● **Excerpted text**
_____

It’s another dystopian young adult novel… yes, I’m having a bit of a marathon.
I bought this series when I was on holiday last year, along with 12 other books and 15 kindle books (not exaggerating – I counted!) but it got put on the back burner with moving and everything.
From the blurb:
“Kyla’s memory has been erased, her personality wiped blank, her memories lost forever.
She’s been Slated.
The government claims she was a terrorist, and that they are giving her a second chance – as long as she plays by their rules. But echoes of the past whisper in Kyla’s mind. Someone is lying to her, and nothing is as it seems. Who can she trust in her search for the truth?”
We join Kyla at the start of the novel as she completes a nine month rehabilitation sentence at a hospital for “Slated” teens. Slating is removing all of a persons memories, thoughts, feelings, personality… everything that makes them them. This gives the subject a fresh start; a clean slate. Slating is an extreme surgery which is only performed when a person is a threat to themselves or the government. Only the under 16’s can be slated. Kyla has had to relearn how to walk, talk and behave in society; she has been assigned a new family who will help her to readjust and monitor her movements.

_____

● **Data under study**
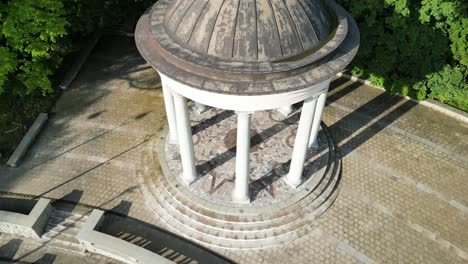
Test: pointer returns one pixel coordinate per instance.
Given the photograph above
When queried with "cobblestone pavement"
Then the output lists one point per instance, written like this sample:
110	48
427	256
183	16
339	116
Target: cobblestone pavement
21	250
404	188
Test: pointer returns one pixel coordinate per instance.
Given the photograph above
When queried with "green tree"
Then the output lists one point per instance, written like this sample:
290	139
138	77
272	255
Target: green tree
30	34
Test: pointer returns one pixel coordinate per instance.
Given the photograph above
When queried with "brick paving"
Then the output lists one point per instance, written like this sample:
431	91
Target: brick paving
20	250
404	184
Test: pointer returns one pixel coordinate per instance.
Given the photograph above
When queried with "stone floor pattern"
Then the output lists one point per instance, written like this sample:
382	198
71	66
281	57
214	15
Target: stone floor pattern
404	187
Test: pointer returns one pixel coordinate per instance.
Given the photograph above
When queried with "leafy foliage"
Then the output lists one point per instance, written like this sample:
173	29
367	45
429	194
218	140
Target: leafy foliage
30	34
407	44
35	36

_____

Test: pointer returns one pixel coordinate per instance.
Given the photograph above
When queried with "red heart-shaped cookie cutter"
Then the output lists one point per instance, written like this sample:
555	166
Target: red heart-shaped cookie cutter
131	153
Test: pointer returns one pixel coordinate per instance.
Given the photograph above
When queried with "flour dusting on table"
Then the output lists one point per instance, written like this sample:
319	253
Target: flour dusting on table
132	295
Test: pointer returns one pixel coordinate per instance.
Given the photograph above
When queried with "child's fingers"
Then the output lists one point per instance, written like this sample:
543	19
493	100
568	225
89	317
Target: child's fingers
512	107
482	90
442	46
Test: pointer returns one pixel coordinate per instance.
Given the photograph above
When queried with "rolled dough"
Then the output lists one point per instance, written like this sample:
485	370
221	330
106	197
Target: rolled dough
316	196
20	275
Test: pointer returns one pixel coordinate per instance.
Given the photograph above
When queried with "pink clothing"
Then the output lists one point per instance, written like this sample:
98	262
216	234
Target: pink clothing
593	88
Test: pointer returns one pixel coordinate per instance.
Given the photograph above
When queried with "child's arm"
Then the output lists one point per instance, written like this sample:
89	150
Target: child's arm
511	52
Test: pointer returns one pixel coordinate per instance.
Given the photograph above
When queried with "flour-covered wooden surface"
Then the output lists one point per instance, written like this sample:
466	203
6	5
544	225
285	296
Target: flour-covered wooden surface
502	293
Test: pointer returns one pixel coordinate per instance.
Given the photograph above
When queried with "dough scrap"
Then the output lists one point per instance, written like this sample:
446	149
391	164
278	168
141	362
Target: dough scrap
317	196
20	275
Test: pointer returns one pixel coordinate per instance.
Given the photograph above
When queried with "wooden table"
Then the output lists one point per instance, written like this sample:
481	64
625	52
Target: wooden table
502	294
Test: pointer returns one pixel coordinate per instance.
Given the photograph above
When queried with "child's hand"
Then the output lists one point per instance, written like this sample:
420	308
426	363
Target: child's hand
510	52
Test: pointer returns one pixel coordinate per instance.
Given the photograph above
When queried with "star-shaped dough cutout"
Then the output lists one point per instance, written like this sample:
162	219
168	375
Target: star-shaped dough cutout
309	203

_____

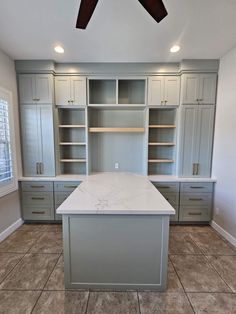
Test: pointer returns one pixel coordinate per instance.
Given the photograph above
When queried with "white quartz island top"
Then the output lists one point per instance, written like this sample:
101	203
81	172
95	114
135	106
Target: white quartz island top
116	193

_____

● **Instructions for the task**
Rewrite the part of the review that begins at the words "She’s been Slated." and ends after "monitor her movements.", changing "hospital" to "clinic".

● **Exercise answer**
She’s been Slated.
The government claims she was a terrorist, and that they are giving her a second chance – as long as she plays by their rules. But echoes of the past whisper in Kyla’s mind. Someone is lying to her, and nothing is as it seems. Who can she trust in her search for the truth?”
We join Kyla at the start of the novel as she completes a nine month rehabilitation sentence at a clinic for “Slated” teens. Slating is removing all of a persons memories, thoughts, feelings, personality… everything that makes them them. This gives the subject a fresh start; a clean slate. Slating is an extreme surgery which is only performed when a person is a threat to themselves or the government. Only the under 16’s can be slated. Kyla has had to relearn how to walk, talk and behave in society; she has been assigned a new family who will help her to readjust and monitor her movements.